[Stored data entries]
+++++

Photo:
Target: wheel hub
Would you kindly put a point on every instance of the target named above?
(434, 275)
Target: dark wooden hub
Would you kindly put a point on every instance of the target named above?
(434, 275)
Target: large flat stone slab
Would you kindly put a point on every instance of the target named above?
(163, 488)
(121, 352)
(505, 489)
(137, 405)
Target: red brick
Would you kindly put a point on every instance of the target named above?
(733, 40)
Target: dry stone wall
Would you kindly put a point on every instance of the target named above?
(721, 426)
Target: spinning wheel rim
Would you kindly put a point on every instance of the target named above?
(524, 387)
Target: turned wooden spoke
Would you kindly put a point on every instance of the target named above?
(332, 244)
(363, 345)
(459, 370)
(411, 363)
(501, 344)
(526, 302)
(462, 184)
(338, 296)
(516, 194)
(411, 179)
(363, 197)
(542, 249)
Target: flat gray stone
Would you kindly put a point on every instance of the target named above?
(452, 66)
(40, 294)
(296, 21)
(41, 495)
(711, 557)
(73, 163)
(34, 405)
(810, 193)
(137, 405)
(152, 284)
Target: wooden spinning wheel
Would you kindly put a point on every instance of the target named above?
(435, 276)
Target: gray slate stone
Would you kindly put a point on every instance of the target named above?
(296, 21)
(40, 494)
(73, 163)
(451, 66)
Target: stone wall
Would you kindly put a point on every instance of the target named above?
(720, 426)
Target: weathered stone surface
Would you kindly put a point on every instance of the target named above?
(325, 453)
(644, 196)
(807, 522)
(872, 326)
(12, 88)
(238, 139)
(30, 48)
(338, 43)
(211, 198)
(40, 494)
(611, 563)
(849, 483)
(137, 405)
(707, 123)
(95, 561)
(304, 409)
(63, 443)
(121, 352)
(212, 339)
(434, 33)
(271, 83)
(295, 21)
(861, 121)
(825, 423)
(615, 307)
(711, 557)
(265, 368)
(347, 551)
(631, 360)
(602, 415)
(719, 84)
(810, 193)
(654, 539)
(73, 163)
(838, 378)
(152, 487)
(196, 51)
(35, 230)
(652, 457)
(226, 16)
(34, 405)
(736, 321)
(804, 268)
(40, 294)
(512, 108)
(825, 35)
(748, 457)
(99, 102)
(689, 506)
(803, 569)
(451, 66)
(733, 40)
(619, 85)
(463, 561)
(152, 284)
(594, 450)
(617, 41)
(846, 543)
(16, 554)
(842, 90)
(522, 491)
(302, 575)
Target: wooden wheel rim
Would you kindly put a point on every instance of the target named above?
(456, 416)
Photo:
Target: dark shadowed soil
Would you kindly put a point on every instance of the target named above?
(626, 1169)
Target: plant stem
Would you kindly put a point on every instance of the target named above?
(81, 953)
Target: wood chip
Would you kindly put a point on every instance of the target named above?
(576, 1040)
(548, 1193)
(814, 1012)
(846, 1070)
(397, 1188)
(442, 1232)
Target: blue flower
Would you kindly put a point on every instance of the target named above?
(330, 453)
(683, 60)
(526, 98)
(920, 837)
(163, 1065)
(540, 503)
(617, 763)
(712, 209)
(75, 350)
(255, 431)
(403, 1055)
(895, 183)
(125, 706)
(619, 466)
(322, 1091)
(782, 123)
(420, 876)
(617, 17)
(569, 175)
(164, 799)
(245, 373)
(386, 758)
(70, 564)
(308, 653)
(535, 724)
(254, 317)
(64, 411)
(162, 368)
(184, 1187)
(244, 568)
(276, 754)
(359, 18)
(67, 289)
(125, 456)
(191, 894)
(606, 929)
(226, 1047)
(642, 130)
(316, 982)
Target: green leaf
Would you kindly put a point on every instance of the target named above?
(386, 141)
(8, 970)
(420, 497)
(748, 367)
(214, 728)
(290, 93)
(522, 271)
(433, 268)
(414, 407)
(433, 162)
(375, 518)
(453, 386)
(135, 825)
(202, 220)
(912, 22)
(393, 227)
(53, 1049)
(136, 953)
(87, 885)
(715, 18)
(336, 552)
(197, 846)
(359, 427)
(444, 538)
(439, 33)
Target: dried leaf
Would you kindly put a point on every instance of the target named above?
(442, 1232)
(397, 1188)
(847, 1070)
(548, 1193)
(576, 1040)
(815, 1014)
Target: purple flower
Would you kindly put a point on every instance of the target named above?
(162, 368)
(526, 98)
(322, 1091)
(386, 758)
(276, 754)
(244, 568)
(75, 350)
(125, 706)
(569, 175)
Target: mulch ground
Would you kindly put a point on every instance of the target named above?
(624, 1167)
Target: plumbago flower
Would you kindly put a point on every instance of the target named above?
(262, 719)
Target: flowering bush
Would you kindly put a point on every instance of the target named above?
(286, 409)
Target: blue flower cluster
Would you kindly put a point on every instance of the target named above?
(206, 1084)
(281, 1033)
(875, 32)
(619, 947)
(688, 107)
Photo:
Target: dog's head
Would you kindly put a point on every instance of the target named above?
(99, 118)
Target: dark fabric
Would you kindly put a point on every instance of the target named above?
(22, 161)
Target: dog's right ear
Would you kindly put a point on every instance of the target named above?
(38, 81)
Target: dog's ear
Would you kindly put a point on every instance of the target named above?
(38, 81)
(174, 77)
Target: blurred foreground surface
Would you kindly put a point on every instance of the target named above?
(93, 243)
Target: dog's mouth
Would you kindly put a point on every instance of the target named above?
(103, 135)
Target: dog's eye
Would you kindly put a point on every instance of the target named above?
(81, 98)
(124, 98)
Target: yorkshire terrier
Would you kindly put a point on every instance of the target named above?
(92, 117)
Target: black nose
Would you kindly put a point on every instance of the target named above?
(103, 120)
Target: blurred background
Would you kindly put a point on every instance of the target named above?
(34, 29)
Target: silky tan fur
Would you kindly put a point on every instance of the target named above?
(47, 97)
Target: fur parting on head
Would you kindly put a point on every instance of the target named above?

+++++

Aim: Copy all of the data above line for line, changing nothing.

Solution to the exercise:
Photo:
Target: wheel hub
Would you kindly put a point on every instance of the target named above?
(434, 275)
Target: dark wooden hub
Would you kindly put a point on every instance of the target named above?
(434, 275)
Target: large flat stone slab
Would you kindly put a point on every instance of the target named above?
(163, 488)
(121, 352)
(505, 489)
(137, 405)
Target: red brick
Would you kindly put a point on every instance of the target named above?
(733, 40)
Target: dry stone wall
Would you kindly put a point on every instance of the target named above?
(721, 426)
Target: spinning wheel rim
Would you kindly put a point on every instance of the target named above?
(524, 387)
Target: turned wooden spoke
Would you kindly put a point on every instance of the target named above?
(332, 244)
(363, 345)
(459, 370)
(411, 363)
(501, 344)
(526, 302)
(462, 184)
(338, 296)
(516, 194)
(411, 179)
(363, 197)
(542, 249)
Target: flat gray stone
Would you kindly put a point on every instance of the target named above?
(452, 66)
(40, 294)
(296, 21)
(41, 495)
(711, 557)
(73, 163)
(34, 405)
(810, 193)
(137, 405)
(152, 284)
Target: wooden spinning wheel
Would you kindly put a point on every instance of the target named above?
(435, 276)
Target: gray slate stone
Would you kindly put a point on every instance of the target named above?
(296, 21)
(40, 494)
(73, 163)
(451, 66)
Target: stone wall
Would you kindly put a point on every instance of the target named above?
(720, 426)
Target: weathered stone surface
Would you kindly put a point on every instance of the target named above?
(325, 453)
(644, 196)
(807, 522)
(872, 326)
(12, 88)
(238, 139)
(30, 48)
(338, 43)
(211, 198)
(40, 494)
(611, 563)
(849, 483)
(137, 405)
(707, 123)
(95, 561)
(304, 409)
(63, 443)
(121, 352)
(212, 339)
(434, 33)
(271, 83)
(295, 21)
(861, 121)
(825, 423)
(615, 307)
(711, 557)
(265, 368)
(347, 551)
(631, 360)
(602, 415)
(719, 84)
(810, 193)
(654, 539)
(73, 163)
(838, 378)
(152, 487)
(196, 51)
(35, 230)
(652, 457)
(226, 16)
(34, 405)
(736, 321)
(804, 268)
(40, 294)
(512, 108)
(825, 35)
(748, 457)
(99, 102)
(689, 506)
(803, 569)
(451, 66)
(733, 40)
(619, 85)
(463, 561)
(152, 284)
(594, 450)
(617, 41)
(846, 543)
(16, 554)
(842, 90)
(522, 491)
(302, 575)
Target: wooden wheel rim
Would you kindly put a point on every instance of the target named above?
(456, 416)
Photo:
Target: dark shadowed soil
Would you kindly put a point on every instance of the target named above?
(626, 1169)
Target: plant stem
Would you kindly put a point on every instance of the target named above?
(81, 953)
Target: wood chip
Would you kindly put a point on every instance of the target named above?
(576, 1040)
(548, 1193)
(814, 1012)
(846, 1070)
(397, 1188)
(442, 1232)
Target: blue flower
Would you kindly put a point on every instance of the target named above?
(330, 453)
(683, 60)
(526, 98)
(920, 837)
(163, 1065)
(540, 503)
(617, 763)
(712, 209)
(75, 350)
(255, 431)
(403, 1055)
(895, 183)
(125, 706)
(619, 466)
(322, 1091)
(782, 123)
(420, 876)
(617, 17)
(569, 175)
(164, 799)
(245, 373)
(386, 758)
(70, 564)
(308, 653)
(535, 724)
(254, 317)
(64, 411)
(162, 368)
(184, 1187)
(244, 568)
(276, 754)
(359, 18)
(67, 289)
(125, 456)
(191, 894)
(606, 929)
(226, 1047)
(642, 130)
(316, 982)
Target: green leaf
Would you kindly put a point on every instance of the target named above?
(386, 141)
(8, 970)
(420, 497)
(748, 367)
(214, 728)
(290, 93)
(522, 271)
(433, 268)
(414, 407)
(433, 162)
(375, 518)
(453, 386)
(135, 825)
(202, 220)
(912, 22)
(393, 227)
(53, 1049)
(136, 953)
(87, 885)
(715, 18)
(336, 552)
(197, 846)
(359, 427)
(444, 538)
(439, 33)
Target: dried leaf
Would you kindly put a point on every instance of the target named above?
(442, 1232)
(397, 1188)
(847, 1070)
(548, 1193)
(576, 1040)
(815, 1014)
Target: purple flower
Would you kindly put a point on every instance of the target named above?
(162, 368)
(526, 98)
(322, 1091)
(386, 758)
(276, 754)
(244, 568)
(75, 350)
(125, 706)
(569, 175)
Target: mulch ground
Would you kindly put a point on every instance of the target named above?
(624, 1167)
Target: plumbago flower
Would you kindly put a point on every instance of the target named above?
(262, 719)
Target: flowering bush
Would you kindly put a point on every instance of the target named above?
(286, 409)
Target: blue flower cluster
Would you kindly put a point on every instance of the target named above?
(206, 1084)
(281, 1033)
(875, 32)
(619, 947)
(688, 107)
Photo:
Target: dog's head
Would you kindly put a point on every instance of the target named above?
(99, 118)
Target: dark fabric
Would you kindly put a point on every instance of the target named above?
(22, 161)
Target: dog's right ear
Would you kindly put a point on every instance of the target named above?
(38, 81)
Target: dog's ear
Would you kindly put a point on every instance of the target named above?
(38, 81)
(174, 77)
Target: blurred foreground surface
Would you kindly put a point on every instance of the target named above?
(93, 243)
Target: dog's mouth
Would you kindly put a point on every instance of the target named above?
(103, 135)
Target: dog's eye
Would you kindly put a point on every instance of the target named above?
(81, 98)
(124, 98)
Target: yorkshire terrier
Would you kindly put a point on every instance of the target named above?
(92, 117)
Target: black nose
Would you kindly put a point on every instance of the target named above?
(103, 120)
Target: blurred background
Would you kindly put a point on every instance of the target named above?
(34, 29)
Target: silky tan fur
Would you kindly put a point on every instance of the target named above?
(47, 97)
Target: fur parting on head
Would you kindly put a point on every instance of the target named above?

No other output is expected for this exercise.